• EXCERPT
+ + + +

In the 80's, skateboard culture and new wave music started to rise in popularity and with it the brand, Jimmy Z’s. Instead of snaps or belt buckles, it used an interior belting system with side closure attached by velcro. It was a distinctively looking design. Later in the 80’s, big commercial interests began to take hold and young consumers become willingly inspired by the beach and the surf lifestyle images that the big businesses were propelling into the media. This led to new informal attitudes about dress, swim wear started to become acceptable, day to day wear. Cultural tastes for all things new and anti-fashion pushed the brand “Jams” (swim trunk - over scaled, brightly floral patterns - very loose, cotton baggy sack style, draw string) into a brief, but mainstream and very substantial, fad in the mid 80’s. They were nspired by patterns the founder had once seen in photographs of Russian tourists vacationing at the Black Sea. They were named jams because their first prototype was made by merely shortening a pair of pajama bottoms.
Billabong and Ocean pacific introduces lycra into a short based off of triathlon suits.
Quicksilver introduces “Echo beach” boardshorts with radical new wave inspired prints. Rider Dan Kwock wearing neon polka-dot trunks causes a sensation.
(Neoprene shorts, (late 80's) although they were technically wonderful for the time because their seamless design prevented chapping, many felt they had no style and the trend was only popular for a short lived period of time.

+ + + +

• WORK TO COMPLETE
(a) Reproduce the passage on 1980s swim trunks from "(Neoprene shorts, (late" to "period of time.".
(b) Gather every line in the entries below that contains the word "tire".

+ + + +

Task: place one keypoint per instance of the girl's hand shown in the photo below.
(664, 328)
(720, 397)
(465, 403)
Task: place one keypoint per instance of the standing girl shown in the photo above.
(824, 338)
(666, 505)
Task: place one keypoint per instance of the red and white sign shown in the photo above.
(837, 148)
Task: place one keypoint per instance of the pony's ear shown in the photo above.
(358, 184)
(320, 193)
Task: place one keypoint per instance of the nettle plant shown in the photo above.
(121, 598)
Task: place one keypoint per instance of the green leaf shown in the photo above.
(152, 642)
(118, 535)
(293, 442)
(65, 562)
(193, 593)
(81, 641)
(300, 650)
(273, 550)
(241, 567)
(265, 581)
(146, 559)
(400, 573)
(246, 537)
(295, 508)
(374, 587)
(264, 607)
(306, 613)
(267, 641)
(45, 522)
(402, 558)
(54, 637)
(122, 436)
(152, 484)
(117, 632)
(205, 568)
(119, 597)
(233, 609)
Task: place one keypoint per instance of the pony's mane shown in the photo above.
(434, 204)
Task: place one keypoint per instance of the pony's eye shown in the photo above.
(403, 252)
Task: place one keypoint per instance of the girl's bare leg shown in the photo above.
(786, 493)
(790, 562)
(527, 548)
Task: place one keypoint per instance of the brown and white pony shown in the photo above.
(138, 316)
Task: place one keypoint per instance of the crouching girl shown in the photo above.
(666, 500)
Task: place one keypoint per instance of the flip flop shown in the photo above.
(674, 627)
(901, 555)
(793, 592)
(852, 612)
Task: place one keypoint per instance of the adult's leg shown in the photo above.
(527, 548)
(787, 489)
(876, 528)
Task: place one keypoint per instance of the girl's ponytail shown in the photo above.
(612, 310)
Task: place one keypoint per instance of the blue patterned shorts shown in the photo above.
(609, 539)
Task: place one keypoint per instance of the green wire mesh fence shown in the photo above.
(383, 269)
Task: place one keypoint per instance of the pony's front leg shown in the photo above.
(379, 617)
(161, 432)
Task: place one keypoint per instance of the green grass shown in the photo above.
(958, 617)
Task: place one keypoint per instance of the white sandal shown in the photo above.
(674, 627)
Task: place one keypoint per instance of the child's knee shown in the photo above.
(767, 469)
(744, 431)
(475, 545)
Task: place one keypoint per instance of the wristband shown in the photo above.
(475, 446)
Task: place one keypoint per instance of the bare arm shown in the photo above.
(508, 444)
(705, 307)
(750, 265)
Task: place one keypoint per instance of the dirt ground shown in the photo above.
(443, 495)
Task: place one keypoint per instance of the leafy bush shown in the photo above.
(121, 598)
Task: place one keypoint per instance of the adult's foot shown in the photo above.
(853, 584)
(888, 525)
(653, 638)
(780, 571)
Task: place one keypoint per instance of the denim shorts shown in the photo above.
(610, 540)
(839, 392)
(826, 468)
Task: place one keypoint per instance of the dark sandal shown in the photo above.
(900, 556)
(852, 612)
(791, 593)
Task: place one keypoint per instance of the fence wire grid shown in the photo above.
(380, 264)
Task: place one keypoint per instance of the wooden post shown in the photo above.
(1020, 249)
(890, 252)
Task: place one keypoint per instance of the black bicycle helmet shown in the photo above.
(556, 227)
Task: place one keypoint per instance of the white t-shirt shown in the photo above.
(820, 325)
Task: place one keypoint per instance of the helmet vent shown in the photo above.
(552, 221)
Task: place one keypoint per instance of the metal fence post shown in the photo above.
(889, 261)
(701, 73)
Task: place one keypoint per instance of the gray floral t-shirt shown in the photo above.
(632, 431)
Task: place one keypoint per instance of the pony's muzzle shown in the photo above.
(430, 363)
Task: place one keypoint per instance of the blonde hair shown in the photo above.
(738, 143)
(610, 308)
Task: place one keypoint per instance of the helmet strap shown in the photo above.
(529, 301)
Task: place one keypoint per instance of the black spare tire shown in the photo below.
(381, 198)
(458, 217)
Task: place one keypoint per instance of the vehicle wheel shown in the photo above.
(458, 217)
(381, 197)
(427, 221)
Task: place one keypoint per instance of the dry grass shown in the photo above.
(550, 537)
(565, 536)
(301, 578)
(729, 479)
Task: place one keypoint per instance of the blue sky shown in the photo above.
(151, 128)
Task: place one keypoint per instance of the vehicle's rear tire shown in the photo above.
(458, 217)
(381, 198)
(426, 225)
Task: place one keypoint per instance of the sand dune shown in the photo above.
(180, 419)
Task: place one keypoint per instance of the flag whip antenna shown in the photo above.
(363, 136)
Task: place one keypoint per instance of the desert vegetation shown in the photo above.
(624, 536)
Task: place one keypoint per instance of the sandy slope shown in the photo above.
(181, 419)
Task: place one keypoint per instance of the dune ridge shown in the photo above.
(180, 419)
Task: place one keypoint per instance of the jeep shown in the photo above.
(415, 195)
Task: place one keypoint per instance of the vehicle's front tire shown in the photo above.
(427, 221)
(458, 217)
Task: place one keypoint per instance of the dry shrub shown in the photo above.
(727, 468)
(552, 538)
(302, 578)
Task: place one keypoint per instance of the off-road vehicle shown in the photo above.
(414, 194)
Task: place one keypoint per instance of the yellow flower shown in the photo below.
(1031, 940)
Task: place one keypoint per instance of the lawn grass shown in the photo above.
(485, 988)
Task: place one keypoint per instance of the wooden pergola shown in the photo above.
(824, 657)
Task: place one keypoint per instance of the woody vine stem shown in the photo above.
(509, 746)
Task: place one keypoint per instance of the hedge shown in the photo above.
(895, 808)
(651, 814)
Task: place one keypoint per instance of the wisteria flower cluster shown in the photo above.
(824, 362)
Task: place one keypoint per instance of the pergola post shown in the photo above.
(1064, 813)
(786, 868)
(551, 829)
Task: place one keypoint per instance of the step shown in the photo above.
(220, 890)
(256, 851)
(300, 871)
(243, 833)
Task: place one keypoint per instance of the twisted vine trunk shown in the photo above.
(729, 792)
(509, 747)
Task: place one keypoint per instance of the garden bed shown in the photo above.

+ + + +

• COMPLETED EXERCISE
(a)
(Neoprene shorts, (late 80's) although they were technically wonderful for the time because their seamless design prevented chapping, many felt they had no style and the trend was only popular for a short lived period of time.

(b)
Task: place one keypoint per instance of the black spare tire shown in the photo below.
Task: place one keypoint per instance of the vehicle's rear tire shown in the photo above.
Task: place one keypoint per instance of the vehicle's front tire shown in the photo above.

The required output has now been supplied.